## Set task 1
Count the lines in the entries below that contain the string "ledge", treating uppercase and lowercase as different, and give only the number.

## Extract to read
---*---

Tuesday, February 9, 2010

Stopping the Gap: A Downtown Relief Busway?

I'm fortunate that I don't have to enter or leave Toronto's downtown core during rush hour. My schedule takes me in and out of there in the mid-afternoon and the late evening. Most people, however, are not so lucky, and every day tens or hundreds of thousands of people make that journey on systems that are either rapidly approaching, or have already exceeded, capacity. It's particularly bad, from what I hear, on the subway. A friend of mine who commutes with the rush told me recently that he might get two rides every couple of weeks where he wasn't crammed like a sardine in a tin - and that they wouldn't necessarily both fall on the same day.

---*---

## Data for this exercise
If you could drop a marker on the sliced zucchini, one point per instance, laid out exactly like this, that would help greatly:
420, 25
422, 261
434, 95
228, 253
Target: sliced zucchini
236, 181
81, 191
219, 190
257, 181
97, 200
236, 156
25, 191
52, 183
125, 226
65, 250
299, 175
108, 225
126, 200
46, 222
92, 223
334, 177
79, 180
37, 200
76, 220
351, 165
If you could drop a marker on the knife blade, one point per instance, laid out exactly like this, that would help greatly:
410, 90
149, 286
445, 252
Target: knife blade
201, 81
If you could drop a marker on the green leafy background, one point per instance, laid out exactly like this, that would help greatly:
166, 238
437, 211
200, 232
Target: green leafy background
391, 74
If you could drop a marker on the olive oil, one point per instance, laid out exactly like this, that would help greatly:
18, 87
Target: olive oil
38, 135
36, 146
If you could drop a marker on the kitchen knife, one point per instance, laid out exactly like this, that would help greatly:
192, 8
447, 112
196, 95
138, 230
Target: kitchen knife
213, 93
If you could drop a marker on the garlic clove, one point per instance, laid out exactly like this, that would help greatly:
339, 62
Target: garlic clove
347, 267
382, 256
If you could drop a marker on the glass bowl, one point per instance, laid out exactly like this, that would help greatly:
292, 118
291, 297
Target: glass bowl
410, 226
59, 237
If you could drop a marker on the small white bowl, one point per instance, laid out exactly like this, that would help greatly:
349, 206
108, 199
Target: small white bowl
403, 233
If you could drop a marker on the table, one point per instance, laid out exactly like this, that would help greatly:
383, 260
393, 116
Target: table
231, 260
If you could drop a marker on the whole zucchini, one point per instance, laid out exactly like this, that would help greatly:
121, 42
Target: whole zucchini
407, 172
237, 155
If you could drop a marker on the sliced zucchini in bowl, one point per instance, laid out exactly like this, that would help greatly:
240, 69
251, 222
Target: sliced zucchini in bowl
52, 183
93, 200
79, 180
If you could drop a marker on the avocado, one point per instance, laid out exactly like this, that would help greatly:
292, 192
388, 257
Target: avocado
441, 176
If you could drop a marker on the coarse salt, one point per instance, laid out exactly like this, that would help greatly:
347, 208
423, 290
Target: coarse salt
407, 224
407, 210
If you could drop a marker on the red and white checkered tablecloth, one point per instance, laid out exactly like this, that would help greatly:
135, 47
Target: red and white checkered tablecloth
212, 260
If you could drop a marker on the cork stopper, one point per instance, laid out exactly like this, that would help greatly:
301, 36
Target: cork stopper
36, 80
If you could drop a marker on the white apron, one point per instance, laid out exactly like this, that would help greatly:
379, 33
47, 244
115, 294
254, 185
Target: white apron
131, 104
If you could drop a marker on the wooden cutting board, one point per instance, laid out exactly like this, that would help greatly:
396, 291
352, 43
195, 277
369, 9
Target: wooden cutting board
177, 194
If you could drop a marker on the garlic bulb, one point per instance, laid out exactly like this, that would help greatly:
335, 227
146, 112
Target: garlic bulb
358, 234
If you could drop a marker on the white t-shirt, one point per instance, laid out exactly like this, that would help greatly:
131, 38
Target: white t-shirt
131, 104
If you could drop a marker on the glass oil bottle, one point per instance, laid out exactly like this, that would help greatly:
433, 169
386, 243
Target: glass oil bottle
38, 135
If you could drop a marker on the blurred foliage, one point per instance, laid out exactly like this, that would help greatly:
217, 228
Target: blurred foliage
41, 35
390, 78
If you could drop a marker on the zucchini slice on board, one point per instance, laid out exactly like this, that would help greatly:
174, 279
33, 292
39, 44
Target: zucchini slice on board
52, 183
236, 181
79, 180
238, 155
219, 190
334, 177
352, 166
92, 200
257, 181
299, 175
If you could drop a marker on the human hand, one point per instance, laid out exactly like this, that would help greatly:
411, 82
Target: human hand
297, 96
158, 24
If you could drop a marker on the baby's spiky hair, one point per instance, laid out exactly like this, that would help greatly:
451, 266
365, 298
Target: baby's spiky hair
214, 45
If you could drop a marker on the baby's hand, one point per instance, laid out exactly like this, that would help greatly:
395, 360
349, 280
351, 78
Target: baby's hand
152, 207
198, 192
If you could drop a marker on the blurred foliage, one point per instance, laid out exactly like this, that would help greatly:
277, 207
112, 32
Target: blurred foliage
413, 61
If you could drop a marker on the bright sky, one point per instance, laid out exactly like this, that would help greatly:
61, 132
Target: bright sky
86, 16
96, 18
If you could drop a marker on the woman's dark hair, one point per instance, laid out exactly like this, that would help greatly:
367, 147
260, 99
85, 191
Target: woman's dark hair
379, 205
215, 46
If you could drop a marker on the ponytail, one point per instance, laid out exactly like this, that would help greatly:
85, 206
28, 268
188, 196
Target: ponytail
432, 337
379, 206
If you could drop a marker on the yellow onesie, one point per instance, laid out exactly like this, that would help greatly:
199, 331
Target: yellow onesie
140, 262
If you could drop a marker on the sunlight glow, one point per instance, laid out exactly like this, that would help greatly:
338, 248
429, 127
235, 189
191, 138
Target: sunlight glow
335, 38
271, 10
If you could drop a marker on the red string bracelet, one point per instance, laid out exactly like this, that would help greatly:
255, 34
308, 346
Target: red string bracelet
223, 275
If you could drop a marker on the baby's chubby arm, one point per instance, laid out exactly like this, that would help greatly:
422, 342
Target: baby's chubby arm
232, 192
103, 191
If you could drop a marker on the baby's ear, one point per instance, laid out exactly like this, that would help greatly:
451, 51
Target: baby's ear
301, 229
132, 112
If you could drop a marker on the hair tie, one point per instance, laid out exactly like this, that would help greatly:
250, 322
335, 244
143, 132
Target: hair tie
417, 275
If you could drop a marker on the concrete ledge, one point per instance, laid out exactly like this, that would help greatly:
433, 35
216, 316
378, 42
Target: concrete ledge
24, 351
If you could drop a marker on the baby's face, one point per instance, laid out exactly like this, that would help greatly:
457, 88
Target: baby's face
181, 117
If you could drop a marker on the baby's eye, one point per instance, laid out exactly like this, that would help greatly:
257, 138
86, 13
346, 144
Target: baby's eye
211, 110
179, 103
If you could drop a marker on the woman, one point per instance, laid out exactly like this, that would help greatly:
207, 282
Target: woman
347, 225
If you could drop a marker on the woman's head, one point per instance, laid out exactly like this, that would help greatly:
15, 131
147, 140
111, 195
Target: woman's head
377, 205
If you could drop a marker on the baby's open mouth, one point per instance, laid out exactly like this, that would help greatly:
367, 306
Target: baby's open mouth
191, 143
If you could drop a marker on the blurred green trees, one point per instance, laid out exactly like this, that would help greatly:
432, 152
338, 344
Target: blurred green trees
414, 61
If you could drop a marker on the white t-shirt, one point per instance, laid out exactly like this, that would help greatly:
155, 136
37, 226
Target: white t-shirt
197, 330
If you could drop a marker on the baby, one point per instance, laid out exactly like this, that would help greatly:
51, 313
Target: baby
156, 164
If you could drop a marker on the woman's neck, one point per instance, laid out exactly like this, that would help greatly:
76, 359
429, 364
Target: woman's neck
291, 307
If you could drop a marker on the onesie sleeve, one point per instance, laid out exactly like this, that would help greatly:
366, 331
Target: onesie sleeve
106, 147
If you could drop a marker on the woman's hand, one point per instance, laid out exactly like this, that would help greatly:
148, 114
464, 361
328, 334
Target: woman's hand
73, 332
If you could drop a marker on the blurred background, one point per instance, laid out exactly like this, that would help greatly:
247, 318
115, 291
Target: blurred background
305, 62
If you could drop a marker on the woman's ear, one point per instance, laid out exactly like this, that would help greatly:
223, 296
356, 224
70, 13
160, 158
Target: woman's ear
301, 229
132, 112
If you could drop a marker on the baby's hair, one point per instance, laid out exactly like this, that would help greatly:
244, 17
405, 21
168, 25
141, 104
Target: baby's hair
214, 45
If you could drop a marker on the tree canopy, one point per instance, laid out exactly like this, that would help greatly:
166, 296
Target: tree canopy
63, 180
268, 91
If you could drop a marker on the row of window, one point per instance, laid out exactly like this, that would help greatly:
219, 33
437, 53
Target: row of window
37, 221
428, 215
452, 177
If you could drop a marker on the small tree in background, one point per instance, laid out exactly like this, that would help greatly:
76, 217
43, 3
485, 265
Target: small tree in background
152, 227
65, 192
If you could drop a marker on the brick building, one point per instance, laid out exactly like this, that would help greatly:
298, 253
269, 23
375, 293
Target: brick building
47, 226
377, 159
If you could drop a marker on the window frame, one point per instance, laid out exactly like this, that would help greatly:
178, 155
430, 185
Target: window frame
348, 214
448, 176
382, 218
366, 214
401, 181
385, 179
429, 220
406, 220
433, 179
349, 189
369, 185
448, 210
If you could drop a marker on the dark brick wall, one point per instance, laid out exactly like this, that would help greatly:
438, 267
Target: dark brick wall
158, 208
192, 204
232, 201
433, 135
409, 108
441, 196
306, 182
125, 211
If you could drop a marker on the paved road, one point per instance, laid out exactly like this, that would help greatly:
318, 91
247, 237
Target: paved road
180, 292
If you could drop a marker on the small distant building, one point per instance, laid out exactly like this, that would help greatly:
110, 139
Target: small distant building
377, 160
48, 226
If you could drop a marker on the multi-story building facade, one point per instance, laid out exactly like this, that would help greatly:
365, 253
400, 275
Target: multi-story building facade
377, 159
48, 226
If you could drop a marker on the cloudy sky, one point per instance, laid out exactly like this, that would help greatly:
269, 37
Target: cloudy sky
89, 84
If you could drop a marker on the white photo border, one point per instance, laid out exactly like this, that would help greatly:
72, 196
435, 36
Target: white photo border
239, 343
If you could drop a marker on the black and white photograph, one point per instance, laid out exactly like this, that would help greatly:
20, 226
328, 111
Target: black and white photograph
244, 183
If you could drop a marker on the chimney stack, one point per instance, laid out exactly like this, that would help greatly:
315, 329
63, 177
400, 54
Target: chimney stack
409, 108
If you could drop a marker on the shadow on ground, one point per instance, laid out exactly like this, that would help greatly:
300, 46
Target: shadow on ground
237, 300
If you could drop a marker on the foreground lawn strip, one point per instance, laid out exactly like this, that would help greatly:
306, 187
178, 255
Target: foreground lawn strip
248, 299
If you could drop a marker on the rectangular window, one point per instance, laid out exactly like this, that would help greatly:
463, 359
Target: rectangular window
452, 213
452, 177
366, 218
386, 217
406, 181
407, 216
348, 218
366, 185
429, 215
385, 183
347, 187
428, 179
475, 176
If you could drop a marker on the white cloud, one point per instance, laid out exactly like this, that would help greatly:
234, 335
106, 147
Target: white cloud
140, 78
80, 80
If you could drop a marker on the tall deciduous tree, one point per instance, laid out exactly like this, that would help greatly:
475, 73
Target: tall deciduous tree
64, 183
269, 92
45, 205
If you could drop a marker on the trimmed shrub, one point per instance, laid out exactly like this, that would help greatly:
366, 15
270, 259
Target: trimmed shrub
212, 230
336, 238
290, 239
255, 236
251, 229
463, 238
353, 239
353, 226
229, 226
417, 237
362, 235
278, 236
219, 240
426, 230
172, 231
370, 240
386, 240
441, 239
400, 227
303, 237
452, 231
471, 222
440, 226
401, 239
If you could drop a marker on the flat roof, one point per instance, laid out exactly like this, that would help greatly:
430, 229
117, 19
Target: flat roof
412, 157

---*---

## Set task 2
Condense the paragraph of the post above that begins "I'm fortunate that I don't have to" into a shorter version that keeps its main facts.

## Worked solution 1
2

## Worked solution 2
The writer's schedule involves entering and leaving Toronto's downtown core in the mid-afternoon and late evening, avoiding rush hour. Most people are less fortunate: every day, tens or hundreds of thousands make that journey on systems that are nearing or already beyond capacity. The subway is reportedly the worst. A friend who commutes at rush hour recently said that he might get two uncrowded rides every couple of weeks, and not necessarily both on the same day.